--- START ---

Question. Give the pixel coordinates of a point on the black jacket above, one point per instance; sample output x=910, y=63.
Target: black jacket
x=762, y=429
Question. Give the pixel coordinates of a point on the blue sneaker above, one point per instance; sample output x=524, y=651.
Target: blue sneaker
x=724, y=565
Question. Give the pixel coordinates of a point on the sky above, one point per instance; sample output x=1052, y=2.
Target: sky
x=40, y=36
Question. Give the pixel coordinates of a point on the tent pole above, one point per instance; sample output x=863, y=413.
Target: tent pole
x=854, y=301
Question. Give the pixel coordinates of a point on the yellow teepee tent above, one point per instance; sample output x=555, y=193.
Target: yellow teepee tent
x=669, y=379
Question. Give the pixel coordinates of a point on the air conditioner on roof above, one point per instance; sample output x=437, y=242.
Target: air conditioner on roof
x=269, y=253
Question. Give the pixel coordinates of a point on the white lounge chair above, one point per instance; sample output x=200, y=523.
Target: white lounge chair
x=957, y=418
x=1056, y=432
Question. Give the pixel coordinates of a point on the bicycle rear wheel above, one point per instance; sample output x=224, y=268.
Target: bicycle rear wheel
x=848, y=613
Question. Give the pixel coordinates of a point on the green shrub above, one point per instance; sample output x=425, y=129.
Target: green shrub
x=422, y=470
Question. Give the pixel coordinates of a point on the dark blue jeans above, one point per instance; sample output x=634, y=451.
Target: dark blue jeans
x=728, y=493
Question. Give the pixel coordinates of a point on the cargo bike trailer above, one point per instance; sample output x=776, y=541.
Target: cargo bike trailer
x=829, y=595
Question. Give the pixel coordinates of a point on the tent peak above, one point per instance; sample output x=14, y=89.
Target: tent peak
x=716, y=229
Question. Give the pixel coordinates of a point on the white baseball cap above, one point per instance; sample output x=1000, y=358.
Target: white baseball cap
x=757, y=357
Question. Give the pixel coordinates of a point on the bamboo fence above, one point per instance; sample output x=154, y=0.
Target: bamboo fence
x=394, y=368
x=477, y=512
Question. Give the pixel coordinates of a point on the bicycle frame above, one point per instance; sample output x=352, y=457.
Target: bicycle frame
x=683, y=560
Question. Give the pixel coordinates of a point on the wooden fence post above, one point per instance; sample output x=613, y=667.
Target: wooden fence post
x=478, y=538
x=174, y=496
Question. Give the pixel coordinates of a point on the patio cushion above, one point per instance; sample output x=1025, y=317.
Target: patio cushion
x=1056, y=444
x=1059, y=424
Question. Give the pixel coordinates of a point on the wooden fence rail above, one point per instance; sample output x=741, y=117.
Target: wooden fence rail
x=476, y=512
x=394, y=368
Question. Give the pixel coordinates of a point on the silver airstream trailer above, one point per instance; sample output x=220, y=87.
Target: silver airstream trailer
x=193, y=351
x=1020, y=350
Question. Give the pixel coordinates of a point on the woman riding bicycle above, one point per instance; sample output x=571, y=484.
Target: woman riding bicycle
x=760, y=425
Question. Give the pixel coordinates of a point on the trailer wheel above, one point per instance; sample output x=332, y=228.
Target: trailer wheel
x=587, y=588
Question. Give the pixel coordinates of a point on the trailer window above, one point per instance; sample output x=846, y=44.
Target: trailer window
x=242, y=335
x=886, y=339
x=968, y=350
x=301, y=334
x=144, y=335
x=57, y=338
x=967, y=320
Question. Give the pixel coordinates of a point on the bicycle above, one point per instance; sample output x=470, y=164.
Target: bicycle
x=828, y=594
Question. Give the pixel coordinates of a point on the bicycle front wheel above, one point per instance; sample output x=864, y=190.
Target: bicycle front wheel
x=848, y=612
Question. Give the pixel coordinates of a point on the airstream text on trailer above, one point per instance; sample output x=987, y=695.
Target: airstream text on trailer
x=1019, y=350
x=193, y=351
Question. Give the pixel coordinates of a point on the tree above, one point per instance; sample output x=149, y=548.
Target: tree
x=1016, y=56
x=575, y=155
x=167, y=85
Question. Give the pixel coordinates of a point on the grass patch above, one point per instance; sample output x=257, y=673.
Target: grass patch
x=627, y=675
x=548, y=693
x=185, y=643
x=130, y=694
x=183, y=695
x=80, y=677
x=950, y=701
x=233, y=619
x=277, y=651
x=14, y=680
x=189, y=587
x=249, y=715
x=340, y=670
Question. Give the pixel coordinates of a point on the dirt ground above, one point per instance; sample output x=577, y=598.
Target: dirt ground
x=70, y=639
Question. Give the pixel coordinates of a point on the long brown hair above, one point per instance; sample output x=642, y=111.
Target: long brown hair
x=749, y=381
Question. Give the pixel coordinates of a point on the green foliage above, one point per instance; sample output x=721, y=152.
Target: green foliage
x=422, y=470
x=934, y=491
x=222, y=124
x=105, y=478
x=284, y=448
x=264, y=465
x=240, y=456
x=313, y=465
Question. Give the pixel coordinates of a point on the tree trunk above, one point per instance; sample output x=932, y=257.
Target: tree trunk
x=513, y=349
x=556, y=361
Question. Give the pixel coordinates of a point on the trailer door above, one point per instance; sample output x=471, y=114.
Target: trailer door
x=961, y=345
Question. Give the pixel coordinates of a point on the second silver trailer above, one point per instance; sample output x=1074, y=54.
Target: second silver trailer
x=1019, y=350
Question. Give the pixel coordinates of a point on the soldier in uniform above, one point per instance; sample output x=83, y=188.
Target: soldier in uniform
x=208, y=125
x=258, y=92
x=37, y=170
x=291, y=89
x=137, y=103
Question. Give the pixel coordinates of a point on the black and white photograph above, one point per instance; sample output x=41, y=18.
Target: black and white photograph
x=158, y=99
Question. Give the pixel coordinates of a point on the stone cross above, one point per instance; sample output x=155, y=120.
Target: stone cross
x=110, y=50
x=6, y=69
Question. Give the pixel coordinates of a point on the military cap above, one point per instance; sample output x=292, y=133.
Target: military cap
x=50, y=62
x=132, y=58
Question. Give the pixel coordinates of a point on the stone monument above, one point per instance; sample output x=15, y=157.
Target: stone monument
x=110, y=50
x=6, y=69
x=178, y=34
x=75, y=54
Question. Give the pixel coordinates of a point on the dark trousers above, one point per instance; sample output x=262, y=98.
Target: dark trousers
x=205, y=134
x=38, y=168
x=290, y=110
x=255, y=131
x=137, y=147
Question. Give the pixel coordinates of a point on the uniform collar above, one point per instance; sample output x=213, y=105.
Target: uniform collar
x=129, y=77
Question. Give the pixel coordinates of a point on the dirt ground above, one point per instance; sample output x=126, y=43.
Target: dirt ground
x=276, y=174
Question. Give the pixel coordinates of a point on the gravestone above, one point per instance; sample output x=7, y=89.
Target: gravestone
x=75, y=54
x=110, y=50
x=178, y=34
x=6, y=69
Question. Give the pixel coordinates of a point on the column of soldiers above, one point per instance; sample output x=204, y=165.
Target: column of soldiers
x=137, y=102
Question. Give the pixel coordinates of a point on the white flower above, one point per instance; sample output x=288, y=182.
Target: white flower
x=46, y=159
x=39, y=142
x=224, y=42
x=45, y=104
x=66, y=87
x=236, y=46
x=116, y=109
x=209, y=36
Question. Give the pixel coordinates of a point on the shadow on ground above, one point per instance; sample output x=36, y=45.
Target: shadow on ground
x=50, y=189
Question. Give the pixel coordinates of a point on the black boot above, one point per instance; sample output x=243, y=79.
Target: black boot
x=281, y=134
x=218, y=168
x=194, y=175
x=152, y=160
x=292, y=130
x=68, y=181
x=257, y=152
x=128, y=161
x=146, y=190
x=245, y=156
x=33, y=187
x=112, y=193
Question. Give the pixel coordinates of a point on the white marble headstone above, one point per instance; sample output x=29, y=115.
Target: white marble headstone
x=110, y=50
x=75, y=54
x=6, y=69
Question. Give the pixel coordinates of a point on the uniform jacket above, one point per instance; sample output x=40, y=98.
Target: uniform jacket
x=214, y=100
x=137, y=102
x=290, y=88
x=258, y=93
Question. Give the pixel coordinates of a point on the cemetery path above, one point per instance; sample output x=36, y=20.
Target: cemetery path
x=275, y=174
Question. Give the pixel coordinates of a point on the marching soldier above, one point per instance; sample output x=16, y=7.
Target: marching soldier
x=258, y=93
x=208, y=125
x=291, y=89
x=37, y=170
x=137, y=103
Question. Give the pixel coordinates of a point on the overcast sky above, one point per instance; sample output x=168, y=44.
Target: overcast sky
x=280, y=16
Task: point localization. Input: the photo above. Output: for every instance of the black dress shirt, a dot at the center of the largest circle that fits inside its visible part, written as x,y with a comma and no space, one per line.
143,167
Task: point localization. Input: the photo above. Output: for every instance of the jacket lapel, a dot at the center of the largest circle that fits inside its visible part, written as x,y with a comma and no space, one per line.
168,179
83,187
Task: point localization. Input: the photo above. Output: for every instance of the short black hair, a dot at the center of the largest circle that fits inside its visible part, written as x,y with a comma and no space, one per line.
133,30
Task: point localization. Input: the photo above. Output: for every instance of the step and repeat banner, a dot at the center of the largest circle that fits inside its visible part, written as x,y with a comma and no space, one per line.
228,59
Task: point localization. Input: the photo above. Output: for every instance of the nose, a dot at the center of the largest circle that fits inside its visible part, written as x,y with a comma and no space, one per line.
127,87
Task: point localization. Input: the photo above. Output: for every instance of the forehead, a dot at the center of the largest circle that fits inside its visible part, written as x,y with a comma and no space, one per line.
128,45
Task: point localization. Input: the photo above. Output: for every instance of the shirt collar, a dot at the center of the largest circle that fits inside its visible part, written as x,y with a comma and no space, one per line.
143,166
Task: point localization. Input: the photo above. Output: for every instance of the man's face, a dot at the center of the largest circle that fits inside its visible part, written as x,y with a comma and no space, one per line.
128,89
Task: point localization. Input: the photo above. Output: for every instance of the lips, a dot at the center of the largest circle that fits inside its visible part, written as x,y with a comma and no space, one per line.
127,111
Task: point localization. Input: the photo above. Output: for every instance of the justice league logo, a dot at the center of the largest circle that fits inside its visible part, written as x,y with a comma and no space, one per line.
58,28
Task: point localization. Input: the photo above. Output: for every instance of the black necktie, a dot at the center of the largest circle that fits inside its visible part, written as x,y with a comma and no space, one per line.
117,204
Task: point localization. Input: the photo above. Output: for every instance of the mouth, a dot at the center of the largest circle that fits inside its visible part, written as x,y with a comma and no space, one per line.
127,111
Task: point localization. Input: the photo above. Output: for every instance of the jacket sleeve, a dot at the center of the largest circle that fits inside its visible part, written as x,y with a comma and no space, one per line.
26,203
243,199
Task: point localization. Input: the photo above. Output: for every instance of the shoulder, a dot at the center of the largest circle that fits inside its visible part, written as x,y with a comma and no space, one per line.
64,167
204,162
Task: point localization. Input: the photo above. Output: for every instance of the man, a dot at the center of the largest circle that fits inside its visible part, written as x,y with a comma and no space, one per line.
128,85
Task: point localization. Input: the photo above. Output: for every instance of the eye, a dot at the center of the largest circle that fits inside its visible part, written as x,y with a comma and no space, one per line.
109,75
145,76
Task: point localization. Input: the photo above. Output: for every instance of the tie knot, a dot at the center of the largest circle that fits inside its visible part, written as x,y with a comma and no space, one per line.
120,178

--- END ---

§ What is being asked:
Write out every line of the items from the start through the line containing "x=854, y=301", requests included. Add 89 to each coordinate in the answers, and leave the requests and their sample outputs unchanged.

§ Right answer:
Question. Give the pixel coordinates of a point on the black jacket above, one point per instance; sample output x=910, y=63.
Target: black jacket
x=851, y=518
Question. Give the pixel coordinates of a point on the blue sneaker above, one point per instance; sample output x=524, y=651.
Target: blue sneaker
x=813, y=654
Question. Give the pixel coordinates of a point on the sky above, one point per instance; sample output x=1052, y=2.
Target: sky
x=129, y=125
Question. Give the pixel coordinates of a point on the tent pole above, one point per instance; sample output x=863, y=413.
Target: tent pole
x=943, y=390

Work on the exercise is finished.